:: PROMPT ::
Reproduce every item below word for word, leaving out the pictures.

═══ DATA PROVIDED

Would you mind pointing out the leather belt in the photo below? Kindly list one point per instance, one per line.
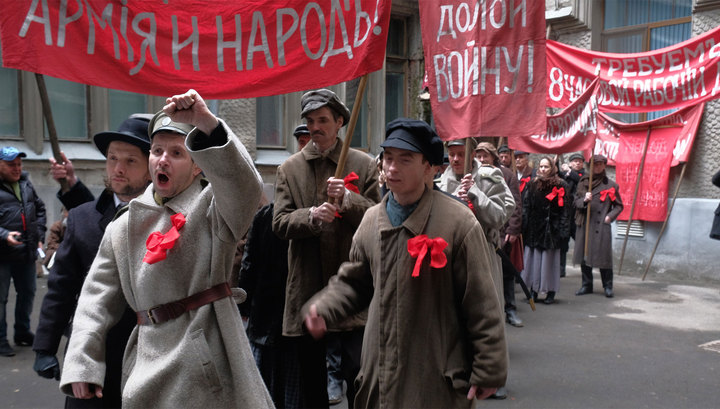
(172, 310)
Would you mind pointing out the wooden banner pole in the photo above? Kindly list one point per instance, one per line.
(637, 188)
(662, 230)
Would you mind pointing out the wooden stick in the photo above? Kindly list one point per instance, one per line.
(351, 129)
(587, 213)
(47, 113)
(662, 230)
(637, 188)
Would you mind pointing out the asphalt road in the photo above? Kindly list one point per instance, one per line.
(641, 349)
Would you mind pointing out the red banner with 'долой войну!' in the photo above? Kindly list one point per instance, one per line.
(222, 49)
(485, 63)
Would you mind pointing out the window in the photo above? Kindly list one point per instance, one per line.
(644, 25)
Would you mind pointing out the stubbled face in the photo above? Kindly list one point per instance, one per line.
(576, 165)
(484, 157)
(406, 173)
(544, 168)
(506, 159)
(521, 161)
(323, 127)
(171, 167)
(598, 167)
(126, 169)
(456, 155)
(10, 170)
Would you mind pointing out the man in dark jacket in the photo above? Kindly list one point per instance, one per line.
(127, 176)
(22, 231)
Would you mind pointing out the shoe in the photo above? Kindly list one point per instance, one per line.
(6, 349)
(583, 291)
(512, 318)
(500, 394)
(24, 340)
(334, 393)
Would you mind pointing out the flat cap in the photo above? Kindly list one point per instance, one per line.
(133, 130)
(416, 136)
(301, 130)
(488, 147)
(576, 156)
(9, 153)
(162, 122)
(319, 98)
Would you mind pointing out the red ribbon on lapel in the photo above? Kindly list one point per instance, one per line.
(560, 193)
(607, 192)
(418, 247)
(351, 177)
(158, 244)
(523, 182)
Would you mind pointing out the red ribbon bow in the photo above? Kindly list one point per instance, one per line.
(158, 244)
(351, 177)
(418, 247)
(523, 182)
(560, 193)
(607, 192)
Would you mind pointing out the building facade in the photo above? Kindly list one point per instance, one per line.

══════

:: OUTPUT OF THE TASK ::
Would you mind pointing out the leather belt in the photo below? Kindly list one point per instance, one per line.
(172, 310)
Would you mind pointing out the wooden banner pole in the photo above? Kindly list one point per instance, one per line.
(637, 188)
(662, 230)
Would you mind pointing out the wooden stick in the photo above? Kindly list one point per instance, one per line.
(351, 129)
(587, 213)
(47, 113)
(662, 230)
(637, 188)
Would you mind pointing out the asphalt road in the photo above? Kindly list one point per instance, one per line.
(641, 349)
Would you mind pointing out the red banner with 'долой войну!' in the photo above? Kindly list one point per instance, one per line.
(222, 49)
(485, 63)
Would you mind pointing out the window in the photo above? Kindly list one point per instance, one per line.
(644, 25)
Would you mind pointing out the stubbled face in the photo above? Kindly list one point per instance, one per line.
(576, 165)
(484, 157)
(406, 173)
(544, 168)
(506, 159)
(521, 161)
(323, 127)
(171, 167)
(598, 167)
(126, 169)
(456, 155)
(10, 170)
Would you mind pointing out the man in dark jacket in the photo above? Kindly list one point per instance, one per line.
(127, 176)
(22, 231)
Would you mind pointing out the shoe in the photo above? Kindly list one point per instance, one per line.
(6, 349)
(583, 291)
(512, 318)
(500, 394)
(24, 340)
(334, 393)
Would you mind pointing out the flat cap in the photo above? Kindly list one point per instance, one per line.
(133, 130)
(416, 136)
(301, 130)
(488, 147)
(576, 156)
(9, 153)
(162, 122)
(319, 98)
Would you mind pointing out the red ribbon on lapel in the photo above? Kindly list one point per instance, one per line.
(560, 193)
(607, 192)
(418, 247)
(351, 177)
(158, 244)
(523, 182)
Would you mind pointing out the red ribbon bow in the photo above? Kindly list one point per instance, one per line.
(158, 244)
(351, 177)
(418, 247)
(523, 182)
(560, 193)
(607, 192)
Would you mind pointing out the building facade in the photo above? Kindly list one point per instance, one per line.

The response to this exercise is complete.